### [Required action A]
Rewrite the not-for-profit sector passage, starting with "Answer. We compete" and going on through "old governmental policy…….", with "smile" replaced by "grin".
### [Required action B]
In the not-for-profit sector passage, list the things the text says we fail to collaborate on and align to form a collective voice.

Document segment below:

Answer: We act mostly inside of a context of charity not empowerment. Very few people are “learning to fish”. And this is a societal issue not just a not for profit issue.
Question: With respect to the not for profit sector, what is the truth that we don’t want to talk about?
Answer. We compete with each other with a smile on. We protect ourselves. And we collaborate in an opportunistic way. And the game is rigged such that this behaviour is almost inevitable. And the rigging is usually done by a decades old governmental policy…….
At first some of the obvious challenges are a lack of funding, a lack of resources, a lack of volunteers, turnover, a lack of being valued, lower salaries, lack of training and development, lack of policy, political unwillingness, the economy, etc. There are many more that I have not mentioned and what they all have in common is that none of them are the real problem.
Question: What’s the real problem, and what’s the answer?
Answer: The real problem is that we don’t collaborate and align our vast, often duplicated resources, talents, and mandates, to have a collective voice. Collaboration is both a missing mindset as well as a missing process. We mostly define collaboration as “getting together”. As one of our clients said, “[we act as] independent islands chipping away at symptoms”.

End of Document segment.
Material supplied below:

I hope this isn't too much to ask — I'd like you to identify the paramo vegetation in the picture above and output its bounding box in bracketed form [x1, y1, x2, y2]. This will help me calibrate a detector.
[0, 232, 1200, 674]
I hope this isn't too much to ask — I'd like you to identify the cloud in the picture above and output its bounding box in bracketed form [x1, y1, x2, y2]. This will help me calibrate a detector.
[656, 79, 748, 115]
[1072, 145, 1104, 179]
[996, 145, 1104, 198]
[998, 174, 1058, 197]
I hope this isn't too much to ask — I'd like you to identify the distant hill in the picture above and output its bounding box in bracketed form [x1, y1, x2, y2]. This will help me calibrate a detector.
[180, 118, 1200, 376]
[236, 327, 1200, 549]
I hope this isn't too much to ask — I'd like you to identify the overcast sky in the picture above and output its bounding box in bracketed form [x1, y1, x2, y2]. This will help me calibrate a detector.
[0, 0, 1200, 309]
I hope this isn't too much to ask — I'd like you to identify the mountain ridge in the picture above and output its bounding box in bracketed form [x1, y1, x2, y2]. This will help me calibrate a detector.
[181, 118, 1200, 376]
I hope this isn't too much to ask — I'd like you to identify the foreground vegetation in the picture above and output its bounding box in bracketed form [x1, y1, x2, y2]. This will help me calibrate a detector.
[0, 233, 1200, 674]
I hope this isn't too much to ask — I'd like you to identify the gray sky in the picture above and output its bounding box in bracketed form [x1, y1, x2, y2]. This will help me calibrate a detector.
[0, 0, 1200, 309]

End of Material supplied.

### [Output A]
Answer. We compete with each other with a grin on. We protect ourselves. And we collaborate in an opportunistic way. And the game is rigged such that this behaviour is almost inevitable. And the rigging is usually done by a decades old governmental policy…….

### [Output B]
resources, talents, mandates